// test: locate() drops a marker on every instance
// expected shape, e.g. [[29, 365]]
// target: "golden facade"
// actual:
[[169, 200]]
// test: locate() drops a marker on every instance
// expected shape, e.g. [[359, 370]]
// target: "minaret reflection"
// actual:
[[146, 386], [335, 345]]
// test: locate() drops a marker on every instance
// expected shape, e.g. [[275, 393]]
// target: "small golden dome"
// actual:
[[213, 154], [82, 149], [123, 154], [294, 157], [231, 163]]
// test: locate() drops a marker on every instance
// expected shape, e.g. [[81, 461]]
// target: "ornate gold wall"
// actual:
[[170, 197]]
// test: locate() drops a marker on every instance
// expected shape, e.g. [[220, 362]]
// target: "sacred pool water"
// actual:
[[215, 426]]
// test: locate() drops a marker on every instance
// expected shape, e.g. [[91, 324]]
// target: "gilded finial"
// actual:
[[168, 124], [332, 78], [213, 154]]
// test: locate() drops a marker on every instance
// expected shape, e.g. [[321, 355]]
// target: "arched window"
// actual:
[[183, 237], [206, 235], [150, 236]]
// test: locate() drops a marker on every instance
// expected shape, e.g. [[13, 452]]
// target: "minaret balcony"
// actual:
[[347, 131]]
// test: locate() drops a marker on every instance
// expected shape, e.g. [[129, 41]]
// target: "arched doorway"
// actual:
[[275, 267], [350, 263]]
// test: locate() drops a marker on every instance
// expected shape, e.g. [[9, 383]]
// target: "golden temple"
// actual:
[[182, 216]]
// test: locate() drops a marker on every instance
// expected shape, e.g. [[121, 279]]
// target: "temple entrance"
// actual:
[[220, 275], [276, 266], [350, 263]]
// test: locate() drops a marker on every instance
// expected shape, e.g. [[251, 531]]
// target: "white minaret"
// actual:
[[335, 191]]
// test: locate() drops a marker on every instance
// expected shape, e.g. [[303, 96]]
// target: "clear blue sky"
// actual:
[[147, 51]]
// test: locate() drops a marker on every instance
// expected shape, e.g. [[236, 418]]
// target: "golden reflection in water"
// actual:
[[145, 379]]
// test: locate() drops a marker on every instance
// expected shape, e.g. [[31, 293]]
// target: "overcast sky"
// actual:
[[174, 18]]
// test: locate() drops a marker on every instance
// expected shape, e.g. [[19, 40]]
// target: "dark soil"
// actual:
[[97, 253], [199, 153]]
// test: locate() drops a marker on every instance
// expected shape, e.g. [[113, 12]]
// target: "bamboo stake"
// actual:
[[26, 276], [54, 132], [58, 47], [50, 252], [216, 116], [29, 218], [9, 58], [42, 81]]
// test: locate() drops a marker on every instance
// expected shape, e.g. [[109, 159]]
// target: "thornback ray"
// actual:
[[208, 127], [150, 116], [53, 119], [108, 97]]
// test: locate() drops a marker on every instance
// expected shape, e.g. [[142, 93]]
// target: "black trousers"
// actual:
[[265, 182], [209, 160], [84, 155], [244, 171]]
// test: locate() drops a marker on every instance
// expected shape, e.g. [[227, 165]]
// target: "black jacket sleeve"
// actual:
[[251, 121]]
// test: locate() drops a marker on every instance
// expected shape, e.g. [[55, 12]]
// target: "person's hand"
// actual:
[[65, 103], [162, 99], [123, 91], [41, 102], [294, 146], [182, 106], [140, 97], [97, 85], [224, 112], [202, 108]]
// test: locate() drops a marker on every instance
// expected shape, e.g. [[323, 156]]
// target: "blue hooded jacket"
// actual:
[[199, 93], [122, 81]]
────────────────
* PROBLEM REQUIREMENTS
The data above needs to be retyped in full, exactly as given.

* RESPONSE TO THIS TASK
// test: locate() drops a marker on every instance
// expected shape, e.g. [[29, 365]]
// target: "golden facade"
// actual:
[[169, 200]]
// test: locate() drops a marker on every instance
// expected shape, e.g. [[359, 370]]
// target: "minaret reflection"
// actual:
[[146, 386], [335, 345]]
// test: locate() drops a marker on every instance
// expected shape, e.g. [[275, 393]]
// target: "small golden dome"
// actual:
[[213, 154], [82, 149], [123, 154], [294, 157], [231, 163]]
// test: locate() drops a marker on every instance
// expected shape, e.g. [[81, 461]]
// target: "ornate gold wall"
// actual:
[[170, 197]]
// test: locate() drops a marker on every instance
// expected shape, e.g. [[220, 362]]
// target: "sacred pool water"
// actual:
[[215, 426]]
// test: locate() drops a marker on every instance
// expected shape, e.g. [[91, 324]]
// target: "gilded finial"
// actual:
[[168, 124], [332, 78], [213, 154]]
// test: locate() drops a marker on every instance
// expected shape, e.g. [[321, 355]]
// target: "arched window"
// actual:
[[183, 237], [206, 235], [150, 236]]
// test: locate() drops a marker on every instance
// expected shape, e.g. [[13, 452]]
// target: "minaret balcony"
// actual:
[[347, 131]]
// test: locate() drops a marker on every instance
// expected shape, e.g. [[129, 41]]
// target: "arched doorway"
// actual:
[[275, 267], [350, 263]]
// test: locate() drops a marker on every instance
// expected shape, e.g. [[9, 383]]
// target: "golden temple"
// actual:
[[182, 216]]
// test: locate() drops a marker on every instance
// expected shape, e.g. [[121, 279]]
// target: "temple entrance"
// actual:
[[220, 275], [276, 266], [350, 263]]
// test: locate() drops a marker on every instance
// expected shape, e.g. [[251, 531]]
// target: "white minaret"
// actual:
[[335, 191]]
// test: locate() drops a marker on every instance
// expected shape, e.g. [[303, 96]]
// target: "clear blue sky"
// actual:
[[147, 51]]
// test: locate() drops a marker on every instance
// expected shape, e.g. [[236, 418]]
// target: "golden reflection in water"
// actual:
[[145, 379]]
// test: locate() drops a marker on every instance
// expected shape, e.g. [[31, 293]]
// target: "overcast sky"
// actual:
[[174, 18]]
// test: locate() drops a marker on every instance
// expected shape, e.g. [[19, 40]]
// target: "dark soil"
// actual:
[[97, 253], [199, 153]]
// test: locate() drops a marker on every instance
// expected shape, e.g. [[113, 12]]
// target: "bamboo stake"
// actual:
[[26, 276], [54, 132], [58, 47], [50, 252], [216, 116], [29, 218], [9, 58], [42, 81]]
// test: locate() drops a marker on every instance
// expected shape, e.g. [[109, 159]]
// target: "thornback ray"
// actual:
[[208, 127], [150, 116], [53, 119], [108, 97]]
// test: locate() drops a marker on every instance
// expected shape, e.g. [[142, 93]]
// target: "black trousers"
// actual:
[[265, 182], [209, 160], [84, 155], [244, 171]]
// test: locate() drops a marker on every instance
// expected shape, e.g. [[227, 165]]
// target: "black jacket sleeve"
// actual:
[[251, 121]]
// test: locate() drops a marker on every instance
// expected shape, e.g. [[55, 12]]
// target: "person's hand"
// actual:
[[65, 103], [162, 99], [123, 91], [41, 102], [294, 146], [182, 106], [140, 97], [97, 85], [224, 112], [202, 108]]
// test: locate() drops a marker on every instance
// expected shape, e.g. [[323, 156]]
// target: "blue hooded jacket"
// actual:
[[199, 93], [122, 81]]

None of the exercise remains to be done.